Transcribe only the part of the listing below that begins at the line containing "[pin] compass dial -- one per line" and runs to its final line, keeping both ends.

### SOURCE MATERIAL ###

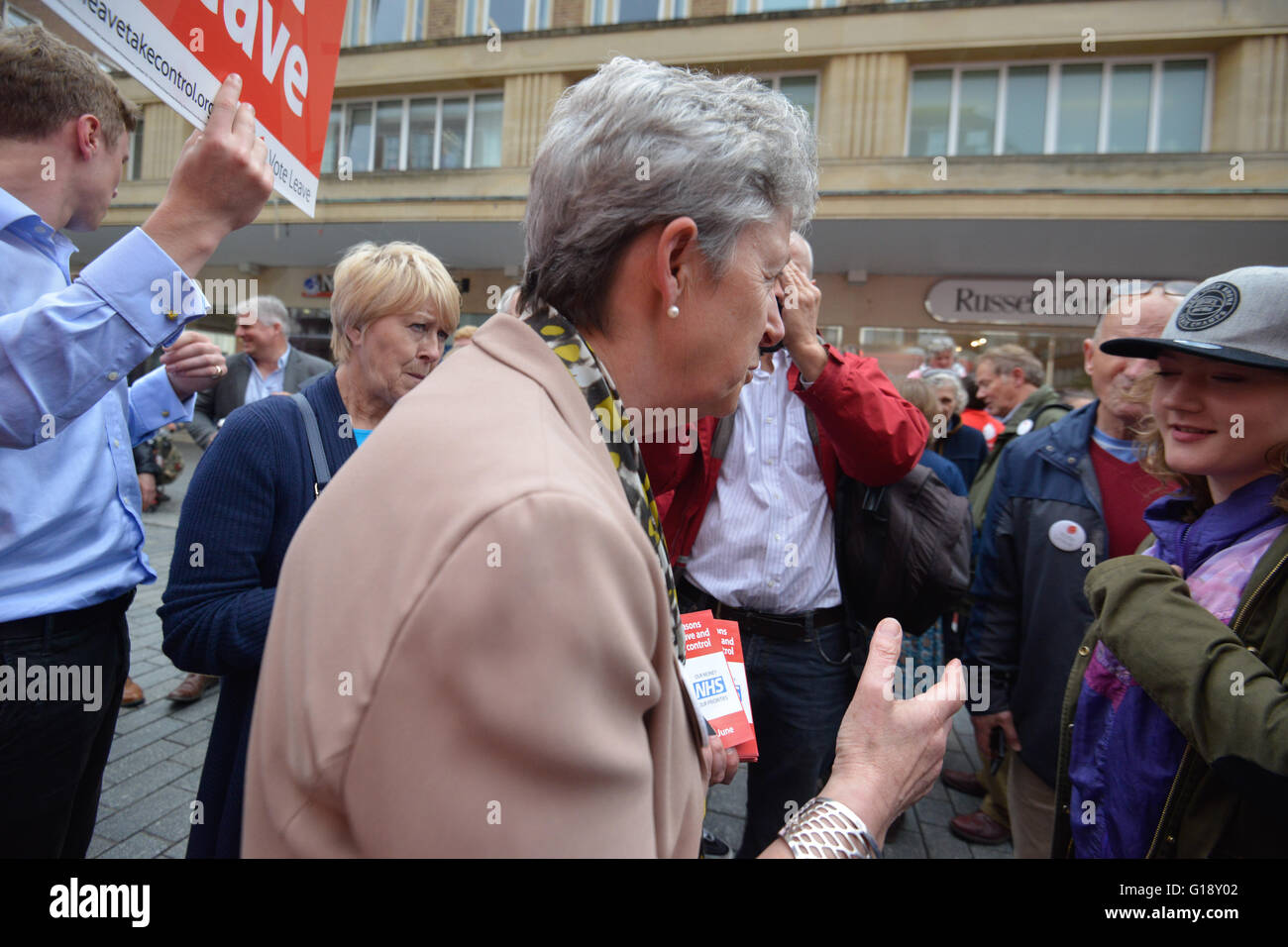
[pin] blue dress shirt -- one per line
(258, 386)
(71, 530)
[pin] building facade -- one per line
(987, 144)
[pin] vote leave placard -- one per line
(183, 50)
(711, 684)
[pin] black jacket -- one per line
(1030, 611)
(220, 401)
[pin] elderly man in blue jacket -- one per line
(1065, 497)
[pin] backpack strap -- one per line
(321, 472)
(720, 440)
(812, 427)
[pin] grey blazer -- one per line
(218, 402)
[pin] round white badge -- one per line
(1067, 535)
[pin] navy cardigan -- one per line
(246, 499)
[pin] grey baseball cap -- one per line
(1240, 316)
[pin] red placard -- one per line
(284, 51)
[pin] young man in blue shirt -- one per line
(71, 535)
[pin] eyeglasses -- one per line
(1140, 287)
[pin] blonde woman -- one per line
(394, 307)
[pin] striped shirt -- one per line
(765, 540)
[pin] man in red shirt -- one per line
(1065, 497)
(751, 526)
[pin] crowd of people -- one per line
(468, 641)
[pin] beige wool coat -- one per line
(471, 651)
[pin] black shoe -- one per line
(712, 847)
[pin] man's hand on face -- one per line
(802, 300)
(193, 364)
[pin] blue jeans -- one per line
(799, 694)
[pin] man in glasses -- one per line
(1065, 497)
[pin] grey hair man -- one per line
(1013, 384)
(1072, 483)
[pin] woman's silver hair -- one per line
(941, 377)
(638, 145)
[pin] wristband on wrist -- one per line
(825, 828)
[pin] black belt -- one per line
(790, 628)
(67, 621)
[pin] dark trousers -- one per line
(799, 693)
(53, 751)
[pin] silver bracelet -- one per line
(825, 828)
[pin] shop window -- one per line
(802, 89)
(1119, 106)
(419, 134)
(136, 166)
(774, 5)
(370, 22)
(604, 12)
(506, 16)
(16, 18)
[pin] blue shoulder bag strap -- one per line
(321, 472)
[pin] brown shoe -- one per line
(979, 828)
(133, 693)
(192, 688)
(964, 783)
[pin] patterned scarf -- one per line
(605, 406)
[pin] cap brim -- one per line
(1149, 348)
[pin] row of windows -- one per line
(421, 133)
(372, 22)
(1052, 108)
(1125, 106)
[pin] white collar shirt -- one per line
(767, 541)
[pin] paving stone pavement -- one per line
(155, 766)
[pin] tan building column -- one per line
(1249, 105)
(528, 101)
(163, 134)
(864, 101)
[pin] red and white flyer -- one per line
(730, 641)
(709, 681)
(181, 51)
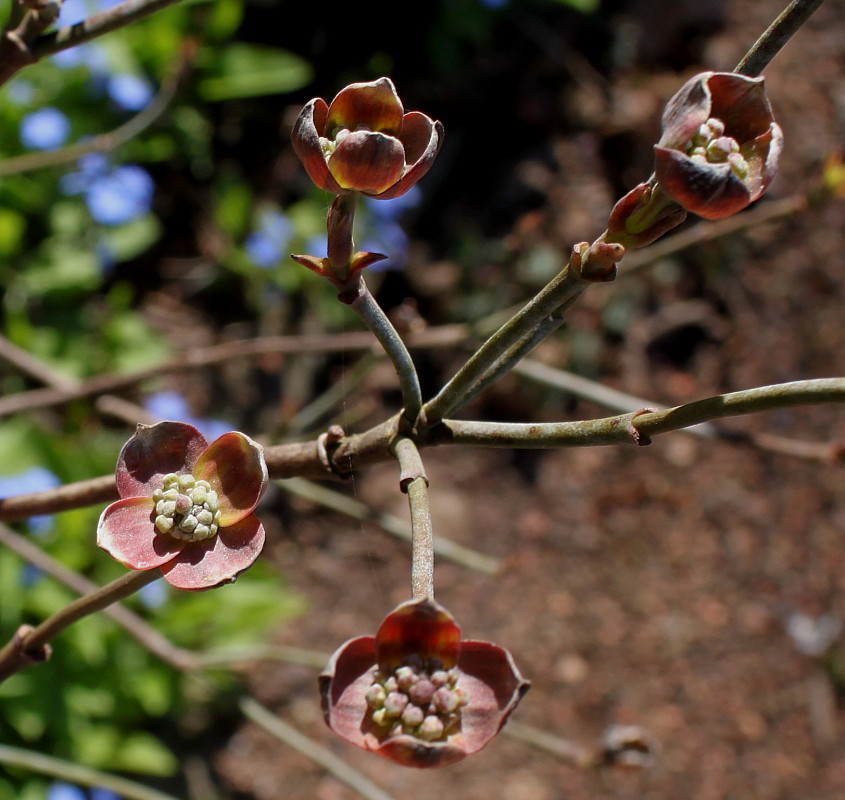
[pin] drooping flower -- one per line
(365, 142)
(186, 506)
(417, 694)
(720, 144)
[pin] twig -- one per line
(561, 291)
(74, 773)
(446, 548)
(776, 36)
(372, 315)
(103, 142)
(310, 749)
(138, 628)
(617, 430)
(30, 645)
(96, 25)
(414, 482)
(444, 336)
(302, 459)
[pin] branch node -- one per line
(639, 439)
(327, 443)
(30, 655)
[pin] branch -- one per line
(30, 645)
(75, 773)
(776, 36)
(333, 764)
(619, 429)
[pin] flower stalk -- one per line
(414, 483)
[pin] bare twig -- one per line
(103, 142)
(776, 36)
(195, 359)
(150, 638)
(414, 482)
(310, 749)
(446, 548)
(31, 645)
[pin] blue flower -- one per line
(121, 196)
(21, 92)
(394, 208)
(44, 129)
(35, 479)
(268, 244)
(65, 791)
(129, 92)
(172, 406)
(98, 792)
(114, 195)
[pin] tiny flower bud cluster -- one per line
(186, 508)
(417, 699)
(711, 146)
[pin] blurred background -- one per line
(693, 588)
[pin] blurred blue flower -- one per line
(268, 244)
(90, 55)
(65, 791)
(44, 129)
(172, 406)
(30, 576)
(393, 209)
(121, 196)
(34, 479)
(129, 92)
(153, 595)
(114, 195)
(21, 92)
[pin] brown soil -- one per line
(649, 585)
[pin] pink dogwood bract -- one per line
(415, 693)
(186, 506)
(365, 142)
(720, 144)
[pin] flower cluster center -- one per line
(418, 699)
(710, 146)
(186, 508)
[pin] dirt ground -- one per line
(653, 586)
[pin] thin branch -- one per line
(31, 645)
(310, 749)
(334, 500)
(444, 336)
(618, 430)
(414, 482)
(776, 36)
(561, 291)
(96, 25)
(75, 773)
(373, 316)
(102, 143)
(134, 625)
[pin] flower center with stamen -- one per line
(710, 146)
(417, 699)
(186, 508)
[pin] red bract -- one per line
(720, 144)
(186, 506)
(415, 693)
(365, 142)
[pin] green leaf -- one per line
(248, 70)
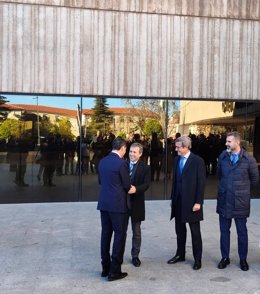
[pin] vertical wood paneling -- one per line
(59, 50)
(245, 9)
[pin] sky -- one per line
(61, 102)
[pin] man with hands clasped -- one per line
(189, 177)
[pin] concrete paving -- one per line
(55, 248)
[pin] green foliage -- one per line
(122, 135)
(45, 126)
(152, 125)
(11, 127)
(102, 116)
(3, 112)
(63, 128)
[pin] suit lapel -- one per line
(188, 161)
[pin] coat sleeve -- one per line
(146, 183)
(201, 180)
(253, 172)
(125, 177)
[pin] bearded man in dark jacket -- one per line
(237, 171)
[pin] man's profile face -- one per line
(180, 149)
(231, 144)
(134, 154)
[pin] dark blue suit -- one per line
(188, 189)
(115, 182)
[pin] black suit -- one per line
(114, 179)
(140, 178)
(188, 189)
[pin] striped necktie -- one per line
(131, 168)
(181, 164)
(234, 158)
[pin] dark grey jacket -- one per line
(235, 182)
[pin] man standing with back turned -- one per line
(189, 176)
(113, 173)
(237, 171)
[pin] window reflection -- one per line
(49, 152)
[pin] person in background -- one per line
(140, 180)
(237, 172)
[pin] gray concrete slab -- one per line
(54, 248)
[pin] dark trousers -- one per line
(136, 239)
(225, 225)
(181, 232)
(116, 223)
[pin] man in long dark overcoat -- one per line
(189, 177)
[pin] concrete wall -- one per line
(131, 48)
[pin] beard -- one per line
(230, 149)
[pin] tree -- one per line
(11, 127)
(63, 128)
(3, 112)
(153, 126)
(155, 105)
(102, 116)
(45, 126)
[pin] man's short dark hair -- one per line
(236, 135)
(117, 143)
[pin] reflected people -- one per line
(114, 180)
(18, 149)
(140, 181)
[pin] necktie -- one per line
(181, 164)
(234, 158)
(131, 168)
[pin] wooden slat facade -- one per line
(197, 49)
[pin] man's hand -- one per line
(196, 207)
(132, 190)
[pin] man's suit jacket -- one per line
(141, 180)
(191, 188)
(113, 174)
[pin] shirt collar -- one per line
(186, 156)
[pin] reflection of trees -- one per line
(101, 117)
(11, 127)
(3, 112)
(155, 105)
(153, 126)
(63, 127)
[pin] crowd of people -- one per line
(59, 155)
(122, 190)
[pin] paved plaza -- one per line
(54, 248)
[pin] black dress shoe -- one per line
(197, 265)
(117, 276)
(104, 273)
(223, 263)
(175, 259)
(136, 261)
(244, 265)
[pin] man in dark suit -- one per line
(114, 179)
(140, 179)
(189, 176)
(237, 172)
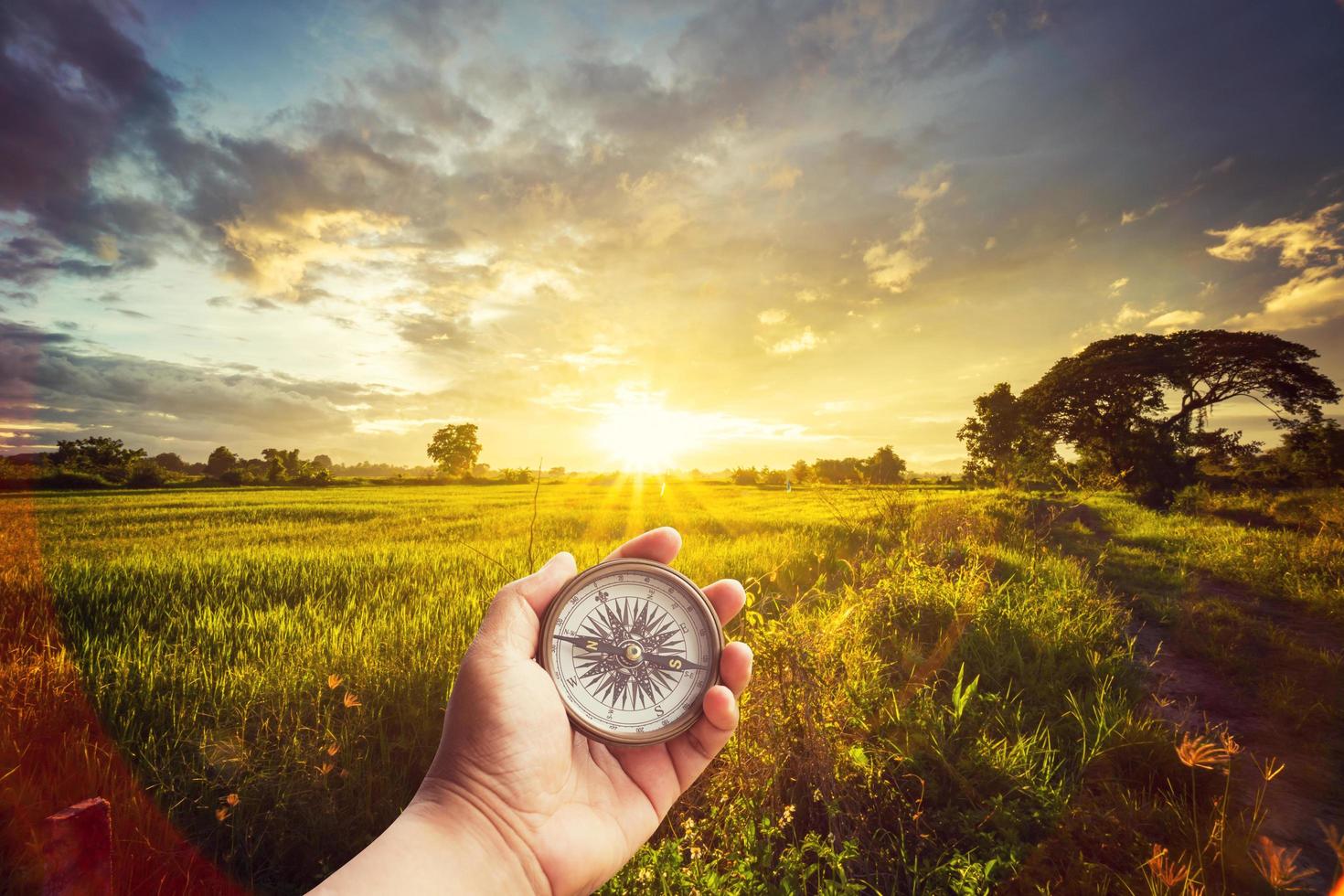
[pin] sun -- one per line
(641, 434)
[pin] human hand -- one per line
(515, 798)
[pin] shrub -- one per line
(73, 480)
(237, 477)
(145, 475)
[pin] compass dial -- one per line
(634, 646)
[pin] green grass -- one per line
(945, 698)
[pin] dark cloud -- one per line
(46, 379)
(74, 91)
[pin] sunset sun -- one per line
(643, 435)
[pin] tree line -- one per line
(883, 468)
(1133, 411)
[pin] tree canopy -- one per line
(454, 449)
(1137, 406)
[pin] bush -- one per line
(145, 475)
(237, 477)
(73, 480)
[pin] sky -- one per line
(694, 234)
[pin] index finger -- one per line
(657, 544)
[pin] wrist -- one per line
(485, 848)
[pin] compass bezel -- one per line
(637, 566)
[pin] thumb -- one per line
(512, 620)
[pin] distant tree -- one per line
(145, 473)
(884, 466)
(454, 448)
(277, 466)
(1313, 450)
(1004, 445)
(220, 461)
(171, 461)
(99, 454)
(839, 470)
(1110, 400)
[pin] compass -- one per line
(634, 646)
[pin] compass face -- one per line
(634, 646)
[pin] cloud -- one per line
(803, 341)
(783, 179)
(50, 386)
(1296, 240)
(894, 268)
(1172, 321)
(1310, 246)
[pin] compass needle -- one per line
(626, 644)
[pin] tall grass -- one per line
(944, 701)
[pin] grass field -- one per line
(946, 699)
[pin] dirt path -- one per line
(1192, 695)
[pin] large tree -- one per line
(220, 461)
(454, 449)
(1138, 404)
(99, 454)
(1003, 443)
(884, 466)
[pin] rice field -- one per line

###

EXPECTED OUTPUT →
[pin] compass dial -- one per line
(634, 646)
[pin] green grass -- one per line
(945, 698)
[pin] dark cloud -- one per line
(46, 379)
(74, 91)
[pin] sunset sun -- one per line
(643, 435)
[pin] tree line -- one per line
(883, 468)
(1133, 411)
[pin] tree canopy -- one per line
(454, 449)
(1137, 406)
[pin] bush -- one per line
(145, 475)
(237, 477)
(73, 480)
[pin] sky -- one per line
(694, 234)
[pin] index finger -- one per line
(657, 544)
[pin] wrist -- one per line
(485, 848)
[pin] compass bezel -- one per line
(637, 566)
[pin] thumb -- one per line
(512, 620)
[pin] distant tree -- one per line
(145, 473)
(884, 466)
(454, 448)
(277, 466)
(1313, 450)
(1004, 445)
(220, 461)
(171, 461)
(99, 454)
(839, 470)
(1110, 400)
[pin] compass -- one per line
(634, 646)
[pin] compass face -- one per line
(634, 646)
[pin] cloud -- one per line
(803, 341)
(783, 179)
(50, 386)
(1296, 240)
(894, 268)
(1172, 321)
(1310, 246)
[pin] compass needle -- one per line
(626, 644)
[pin] tall grass -- one per line
(944, 701)
[pin] grass field -- one per line
(946, 699)
[pin] dirt path -- one per line
(1192, 695)
[pin] large tree -- one per line
(220, 461)
(454, 449)
(1138, 404)
(99, 454)
(1003, 443)
(884, 466)
[pin] rice field -- one per line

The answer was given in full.